Problem details:
Please copy out the listing below word for word, beginning at the line that contains "trace the outline of every instance of the grass" and stopping after the line that contains "36 L 0 73 L".

Records shown:
━━━━━━━━━━━━━━━━━━━━━━━━━━━━━━

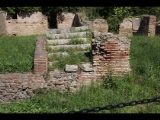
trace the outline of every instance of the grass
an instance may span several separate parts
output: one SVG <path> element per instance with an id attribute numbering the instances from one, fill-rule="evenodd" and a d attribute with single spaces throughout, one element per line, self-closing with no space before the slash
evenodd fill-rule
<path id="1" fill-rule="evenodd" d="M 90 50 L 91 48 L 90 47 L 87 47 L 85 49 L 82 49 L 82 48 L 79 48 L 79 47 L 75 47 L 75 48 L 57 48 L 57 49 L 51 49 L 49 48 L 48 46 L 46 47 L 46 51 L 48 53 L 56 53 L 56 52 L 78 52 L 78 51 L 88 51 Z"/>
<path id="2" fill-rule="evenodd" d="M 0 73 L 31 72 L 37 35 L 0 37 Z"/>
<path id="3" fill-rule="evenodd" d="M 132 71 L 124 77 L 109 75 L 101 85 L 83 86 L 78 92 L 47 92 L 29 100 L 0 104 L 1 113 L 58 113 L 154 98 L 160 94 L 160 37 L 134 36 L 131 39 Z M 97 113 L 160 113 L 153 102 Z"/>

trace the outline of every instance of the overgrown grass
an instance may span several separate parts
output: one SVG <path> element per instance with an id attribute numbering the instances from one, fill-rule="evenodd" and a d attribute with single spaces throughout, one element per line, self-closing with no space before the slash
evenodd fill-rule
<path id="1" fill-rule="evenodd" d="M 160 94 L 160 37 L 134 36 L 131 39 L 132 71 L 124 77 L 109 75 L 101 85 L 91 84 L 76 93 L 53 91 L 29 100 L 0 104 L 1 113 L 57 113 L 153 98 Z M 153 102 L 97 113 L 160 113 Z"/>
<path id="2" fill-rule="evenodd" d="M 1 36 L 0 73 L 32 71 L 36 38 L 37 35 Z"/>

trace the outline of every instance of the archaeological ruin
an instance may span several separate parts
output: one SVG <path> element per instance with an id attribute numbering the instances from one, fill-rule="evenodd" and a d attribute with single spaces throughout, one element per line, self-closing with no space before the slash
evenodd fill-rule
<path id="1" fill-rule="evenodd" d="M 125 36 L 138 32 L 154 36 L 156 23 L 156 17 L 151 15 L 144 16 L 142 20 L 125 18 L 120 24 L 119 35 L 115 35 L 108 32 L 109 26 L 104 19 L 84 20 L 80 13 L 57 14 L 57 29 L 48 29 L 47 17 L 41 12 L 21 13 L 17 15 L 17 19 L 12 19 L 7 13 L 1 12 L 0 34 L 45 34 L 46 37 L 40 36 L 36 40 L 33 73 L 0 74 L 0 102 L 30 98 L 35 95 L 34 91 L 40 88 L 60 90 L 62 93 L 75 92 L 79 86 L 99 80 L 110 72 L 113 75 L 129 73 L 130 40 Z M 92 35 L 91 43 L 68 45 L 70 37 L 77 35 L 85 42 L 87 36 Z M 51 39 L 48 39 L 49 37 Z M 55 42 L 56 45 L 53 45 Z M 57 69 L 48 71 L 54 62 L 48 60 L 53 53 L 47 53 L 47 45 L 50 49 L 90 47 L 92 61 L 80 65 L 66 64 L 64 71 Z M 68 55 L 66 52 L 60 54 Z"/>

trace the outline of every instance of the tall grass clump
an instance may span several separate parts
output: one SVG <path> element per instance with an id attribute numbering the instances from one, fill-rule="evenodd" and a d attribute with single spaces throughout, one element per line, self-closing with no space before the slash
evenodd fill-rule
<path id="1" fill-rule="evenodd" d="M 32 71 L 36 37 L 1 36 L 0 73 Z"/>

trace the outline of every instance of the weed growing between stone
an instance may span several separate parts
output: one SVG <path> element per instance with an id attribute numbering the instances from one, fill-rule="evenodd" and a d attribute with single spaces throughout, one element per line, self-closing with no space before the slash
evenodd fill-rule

━━━━━━━━━━━━━━━━━━━━━━━━━━━━━━

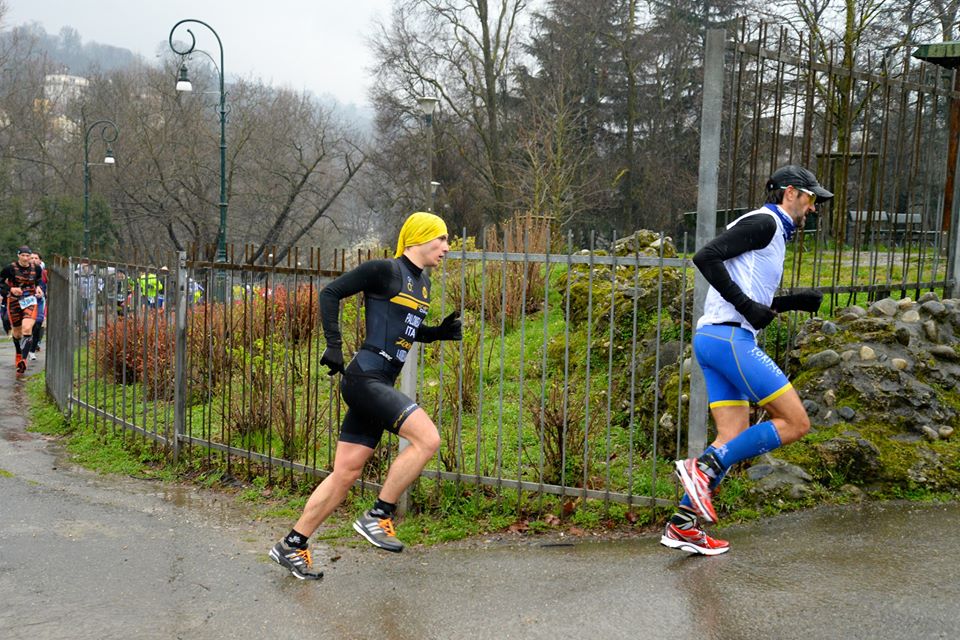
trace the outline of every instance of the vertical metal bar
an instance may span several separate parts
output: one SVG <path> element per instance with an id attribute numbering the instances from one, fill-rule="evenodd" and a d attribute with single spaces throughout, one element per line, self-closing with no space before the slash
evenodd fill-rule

━━━━━━━━━━━━━━━━━━━━━━━━━━━━━━

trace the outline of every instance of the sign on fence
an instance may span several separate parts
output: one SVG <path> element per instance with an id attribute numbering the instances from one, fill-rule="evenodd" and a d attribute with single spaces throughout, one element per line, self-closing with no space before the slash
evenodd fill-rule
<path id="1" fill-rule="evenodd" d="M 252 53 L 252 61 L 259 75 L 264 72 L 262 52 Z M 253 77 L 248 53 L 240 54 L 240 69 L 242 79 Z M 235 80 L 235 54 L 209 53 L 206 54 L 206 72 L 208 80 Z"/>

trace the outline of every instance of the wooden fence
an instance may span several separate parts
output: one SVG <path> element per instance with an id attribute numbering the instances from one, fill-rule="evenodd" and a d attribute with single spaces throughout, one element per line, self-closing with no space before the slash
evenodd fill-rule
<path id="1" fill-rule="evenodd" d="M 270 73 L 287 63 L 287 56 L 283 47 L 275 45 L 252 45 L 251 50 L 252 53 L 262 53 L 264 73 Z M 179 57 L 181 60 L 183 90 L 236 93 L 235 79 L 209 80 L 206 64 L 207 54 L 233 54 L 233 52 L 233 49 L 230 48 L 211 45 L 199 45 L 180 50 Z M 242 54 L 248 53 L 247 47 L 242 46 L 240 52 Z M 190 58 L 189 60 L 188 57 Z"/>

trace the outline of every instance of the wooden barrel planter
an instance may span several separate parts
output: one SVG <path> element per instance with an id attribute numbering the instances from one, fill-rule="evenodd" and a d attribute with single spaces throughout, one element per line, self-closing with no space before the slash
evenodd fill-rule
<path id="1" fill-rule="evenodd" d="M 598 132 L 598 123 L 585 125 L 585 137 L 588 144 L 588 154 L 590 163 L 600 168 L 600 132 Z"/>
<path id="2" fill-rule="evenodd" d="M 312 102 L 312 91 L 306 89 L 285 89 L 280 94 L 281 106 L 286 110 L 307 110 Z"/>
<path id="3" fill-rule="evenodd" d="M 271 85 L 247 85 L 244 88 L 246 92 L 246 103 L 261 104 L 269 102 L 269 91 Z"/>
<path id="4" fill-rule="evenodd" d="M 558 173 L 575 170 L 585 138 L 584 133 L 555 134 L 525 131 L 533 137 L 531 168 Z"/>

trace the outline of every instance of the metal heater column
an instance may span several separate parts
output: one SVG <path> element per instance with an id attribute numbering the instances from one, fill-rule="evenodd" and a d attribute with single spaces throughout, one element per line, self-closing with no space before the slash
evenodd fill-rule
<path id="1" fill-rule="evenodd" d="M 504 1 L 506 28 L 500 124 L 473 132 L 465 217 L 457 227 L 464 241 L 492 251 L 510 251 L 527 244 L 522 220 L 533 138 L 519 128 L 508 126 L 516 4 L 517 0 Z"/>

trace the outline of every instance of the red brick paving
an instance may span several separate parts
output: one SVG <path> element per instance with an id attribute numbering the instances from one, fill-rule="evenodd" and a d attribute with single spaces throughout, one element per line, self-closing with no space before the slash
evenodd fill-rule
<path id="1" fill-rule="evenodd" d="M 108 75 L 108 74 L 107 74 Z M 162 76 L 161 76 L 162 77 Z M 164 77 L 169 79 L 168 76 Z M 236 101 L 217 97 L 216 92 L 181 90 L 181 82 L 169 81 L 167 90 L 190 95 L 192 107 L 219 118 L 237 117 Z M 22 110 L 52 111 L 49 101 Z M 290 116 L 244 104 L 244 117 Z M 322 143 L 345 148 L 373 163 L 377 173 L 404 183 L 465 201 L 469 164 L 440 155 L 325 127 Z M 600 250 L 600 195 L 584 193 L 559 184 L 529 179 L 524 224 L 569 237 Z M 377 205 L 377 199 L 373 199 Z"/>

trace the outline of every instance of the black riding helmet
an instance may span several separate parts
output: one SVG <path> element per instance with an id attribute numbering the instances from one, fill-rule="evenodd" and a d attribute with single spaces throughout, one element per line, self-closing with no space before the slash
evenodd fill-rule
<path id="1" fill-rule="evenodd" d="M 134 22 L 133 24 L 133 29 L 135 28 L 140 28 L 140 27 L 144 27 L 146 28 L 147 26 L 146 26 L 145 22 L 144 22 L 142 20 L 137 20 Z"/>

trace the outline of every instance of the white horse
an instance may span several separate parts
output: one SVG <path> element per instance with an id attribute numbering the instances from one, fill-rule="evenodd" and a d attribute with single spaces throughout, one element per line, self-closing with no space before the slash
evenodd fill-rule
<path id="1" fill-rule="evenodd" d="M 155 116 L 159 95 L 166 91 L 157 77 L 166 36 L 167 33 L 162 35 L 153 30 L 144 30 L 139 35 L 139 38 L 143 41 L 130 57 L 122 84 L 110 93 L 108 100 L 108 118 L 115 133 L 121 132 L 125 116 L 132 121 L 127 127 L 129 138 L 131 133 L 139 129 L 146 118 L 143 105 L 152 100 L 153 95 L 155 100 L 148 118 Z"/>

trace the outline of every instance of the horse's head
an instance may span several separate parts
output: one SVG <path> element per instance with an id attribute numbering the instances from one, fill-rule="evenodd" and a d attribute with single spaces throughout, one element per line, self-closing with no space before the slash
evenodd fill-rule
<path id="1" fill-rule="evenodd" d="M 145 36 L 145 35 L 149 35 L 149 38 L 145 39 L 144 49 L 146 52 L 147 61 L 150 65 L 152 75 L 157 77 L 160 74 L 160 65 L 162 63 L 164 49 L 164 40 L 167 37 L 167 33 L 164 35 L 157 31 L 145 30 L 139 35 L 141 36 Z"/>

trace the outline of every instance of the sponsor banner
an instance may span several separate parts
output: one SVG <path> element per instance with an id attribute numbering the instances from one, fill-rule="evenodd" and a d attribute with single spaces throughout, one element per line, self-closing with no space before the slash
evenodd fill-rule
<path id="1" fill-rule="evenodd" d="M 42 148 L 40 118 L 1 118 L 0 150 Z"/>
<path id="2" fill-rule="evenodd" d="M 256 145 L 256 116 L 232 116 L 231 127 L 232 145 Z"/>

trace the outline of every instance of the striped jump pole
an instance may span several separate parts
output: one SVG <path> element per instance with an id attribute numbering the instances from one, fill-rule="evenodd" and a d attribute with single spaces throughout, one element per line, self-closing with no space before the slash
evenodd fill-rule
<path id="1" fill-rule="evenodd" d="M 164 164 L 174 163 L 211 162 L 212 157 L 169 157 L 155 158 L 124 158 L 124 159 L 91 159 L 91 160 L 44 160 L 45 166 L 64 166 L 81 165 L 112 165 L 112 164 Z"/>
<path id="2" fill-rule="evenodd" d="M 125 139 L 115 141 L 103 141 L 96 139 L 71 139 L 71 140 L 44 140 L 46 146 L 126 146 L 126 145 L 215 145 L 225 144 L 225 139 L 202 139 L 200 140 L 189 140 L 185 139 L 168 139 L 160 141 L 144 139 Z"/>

━━━━━━━━━━━━━━━━━━━━━━━━━━━━━━

Result:
trace the outline of every instance of the grass
an instance may span several separate parts
output: one SVG <path> element per instance with an id attribute numbering the instances from one, fill-rule="evenodd" and a d attribute with single spaces throughout, one element per line, self-closing with no space before the slash
evenodd fill-rule
<path id="1" fill-rule="evenodd" d="M 90 50 L 91 48 L 90 47 L 87 47 L 85 49 L 82 49 L 82 48 L 79 48 L 79 47 L 75 47 L 75 48 L 57 48 L 57 49 L 51 49 L 49 48 L 48 46 L 46 47 L 46 51 L 48 53 L 56 53 L 56 52 L 78 52 L 78 51 L 88 51 Z"/>
<path id="2" fill-rule="evenodd" d="M 0 73 L 31 72 L 37 35 L 0 37 Z"/>
<path id="3" fill-rule="evenodd" d="M 132 71 L 124 77 L 109 75 L 101 85 L 83 86 L 78 92 L 47 92 L 29 100 L 0 104 L 1 113 L 58 113 L 154 98 L 160 94 L 160 37 L 134 36 L 131 39 Z M 97 113 L 160 113 L 153 102 Z"/>

trace the outline of every instance of the overgrown grass
an instance may span several separate parts
output: one SVG <path> element per instance with an id attribute numbering the instances from one, fill-rule="evenodd" and a d attribute with single spaces throughout, one element per line, self-closing with no space before the slash
evenodd fill-rule
<path id="1" fill-rule="evenodd" d="M 160 94 L 160 37 L 134 36 L 131 39 L 132 71 L 124 77 L 109 75 L 101 85 L 91 84 L 76 93 L 53 91 L 29 100 L 0 104 L 1 113 L 57 113 L 153 98 Z M 153 102 L 97 113 L 160 113 Z"/>
<path id="2" fill-rule="evenodd" d="M 1 36 L 0 73 L 32 71 L 36 38 L 37 35 Z"/>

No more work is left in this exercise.